Given task:
Copy out every line of the data below word for word, leaving out the pictures.
<<<<
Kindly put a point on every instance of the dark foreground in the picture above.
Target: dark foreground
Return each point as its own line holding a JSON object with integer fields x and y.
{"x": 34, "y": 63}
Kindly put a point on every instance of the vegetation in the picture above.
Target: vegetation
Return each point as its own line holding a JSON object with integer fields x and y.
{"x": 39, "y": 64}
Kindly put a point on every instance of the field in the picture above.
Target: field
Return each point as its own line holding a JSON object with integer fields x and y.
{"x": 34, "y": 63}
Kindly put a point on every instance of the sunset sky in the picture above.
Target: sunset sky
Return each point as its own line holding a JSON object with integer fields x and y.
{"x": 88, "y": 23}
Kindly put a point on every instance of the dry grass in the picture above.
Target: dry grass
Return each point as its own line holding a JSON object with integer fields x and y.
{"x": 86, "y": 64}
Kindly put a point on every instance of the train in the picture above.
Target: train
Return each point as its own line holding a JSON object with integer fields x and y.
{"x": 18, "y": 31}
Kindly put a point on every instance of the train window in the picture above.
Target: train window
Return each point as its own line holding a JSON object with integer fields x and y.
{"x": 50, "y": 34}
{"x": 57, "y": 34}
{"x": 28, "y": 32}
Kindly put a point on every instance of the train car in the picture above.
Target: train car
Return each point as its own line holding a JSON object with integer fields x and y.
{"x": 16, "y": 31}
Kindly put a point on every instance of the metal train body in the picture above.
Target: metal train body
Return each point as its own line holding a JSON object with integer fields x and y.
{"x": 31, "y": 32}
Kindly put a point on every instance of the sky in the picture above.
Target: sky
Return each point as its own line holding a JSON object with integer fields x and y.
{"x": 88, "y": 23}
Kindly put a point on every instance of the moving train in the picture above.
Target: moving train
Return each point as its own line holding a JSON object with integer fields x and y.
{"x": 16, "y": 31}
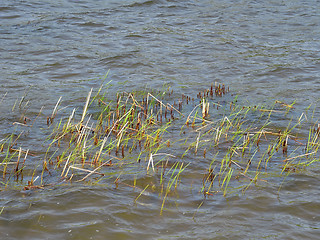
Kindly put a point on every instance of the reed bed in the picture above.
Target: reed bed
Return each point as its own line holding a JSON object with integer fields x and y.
{"x": 162, "y": 134}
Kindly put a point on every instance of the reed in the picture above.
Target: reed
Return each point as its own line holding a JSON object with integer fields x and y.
{"x": 113, "y": 138}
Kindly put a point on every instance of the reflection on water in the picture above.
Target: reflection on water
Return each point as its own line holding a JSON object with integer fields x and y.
{"x": 264, "y": 51}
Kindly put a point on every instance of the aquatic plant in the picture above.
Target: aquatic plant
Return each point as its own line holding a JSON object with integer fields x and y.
{"x": 163, "y": 134}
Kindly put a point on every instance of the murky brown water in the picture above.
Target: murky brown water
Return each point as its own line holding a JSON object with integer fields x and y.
{"x": 263, "y": 50}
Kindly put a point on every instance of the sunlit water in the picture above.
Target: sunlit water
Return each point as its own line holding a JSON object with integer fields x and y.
{"x": 263, "y": 50}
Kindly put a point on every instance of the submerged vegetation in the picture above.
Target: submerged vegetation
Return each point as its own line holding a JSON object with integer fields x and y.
{"x": 158, "y": 140}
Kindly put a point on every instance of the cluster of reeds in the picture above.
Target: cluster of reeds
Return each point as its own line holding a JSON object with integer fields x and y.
{"x": 133, "y": 134}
>>>>
Solution for this problem:
Kindly put a point on every instance of the dark foreground in the picture above.
Target: dark foreground
Return each point as its own line holding a JSON object with integer fields x and y.
{"x": 34, "y": 63}
Kindly put a point on every instance of the vegetation in the picture above.
Target: vegetation
Return each point as its own line holding a JSON object with integer fields x and y.
{"x": 39, "y": 64}
Kindly put a point on every instance of the field in the picture above.
Target: field
Return each point as its own line holding a JSON object with integer fields x and y.
{"x": 34, "y": 63}
Kindly put a point on every instance of the sunset sky in the picture above.
Target: sunset sky
Return each point as its own line holding a JSON object with integer fields x and y.
{"x": 88, "y": 23}
Kindly put a point on every instance of the dry grass in the picture above.
Target: dry grass
Return each point as its own line holding a JSON object with integer fields x and y.
{"x": 86, "y": 64}
Kindly put a point on every instance of the train in the picture above.
Target: train
Return each point as its own line holding a JSON object with integer fields x and y.
{"x": 18, "y": 31}
Kindly put a point on every instance of the train window in the picture above.
Target: train window
Return each point as its own line holding a JSON object with integer fields x and y.
{"x": 50, "y": 34}
{"x": 57, "y": 34}
{"x": 28, "y": 32}
Kindly put a point on every instance of the train car in the picture above.
Target: train car
Return each point as its own line holding a JSON object with integer fields x and y.
{"x": 16, "y": 31}
Kindly put a point on every instance of the metal train body in the picture above.
Target: metal train body
Return each point as its own line holding a JSON object with integer fields x and y.
{"x": 31, "y": 32}
Kindly put a point on every instance of the sky in the picture above.
Target: sky
Return each point as its own line holding a JSON object with integer fields x and y.
{"x": 88, "y": 23}
Kindly put a point on every instance of the moving train in the picture above.
Target: moving train
Return each point as its own line holding a JSON object with integer fields x and y.
{"x": 16, "y": 31}
Kindly put a point on every instance of the reed bed in the picture above.
Target: reed bed
Return each point as its own line holding a JSON object with integer fields x and y.
{"x": 162, "y": 134}
Kindly put a point on every instance of the reed in the picture above.
Target: reed
Return each point as its own line holding a JSON object with integer fields x and y.
{"x": 113, "y": 138}
Kindly put a point on every instance of the reflection on water in the picture above.
Target: reflection on water
Return each point as its own line holding a JSON object with integer fields x and y.
{"x": 264, "y": 51}
Kindly put a point on every instance of the aquatic plant in the picture above.
Target: aquatic plant
Return each point as its own line holding a JSON object with integer fields x and y.
{"x": 163, "y": 134}
Kindly put a point on every instance of the murky brown water in the picture above.
Target: murky brown water
Return each point as its own line holding a JSON object with integer fields x and y.
{"x": 263, "y": 50}
Kindly put a point on every instance of the sunlit water in the picture above.
Target: sunlit water
Return each point as its own line holding a JSON object with integer fields x and y.
{"x": 263, "y": 50}
Kindly put a point on every instance of the submerged vegetation in the picture above.
Target: submerged vegetation
Return each point as its own line holding a JSON object with integer fields x and y.
{"x": 158, "y": 140}
Kindly put a point on every instance of the cluster of reeds in the picture above.
Target: cluster of reeds
Return each point as its own line holding a JSON object with integer fields x and y.
{"x": 133, "y": 134}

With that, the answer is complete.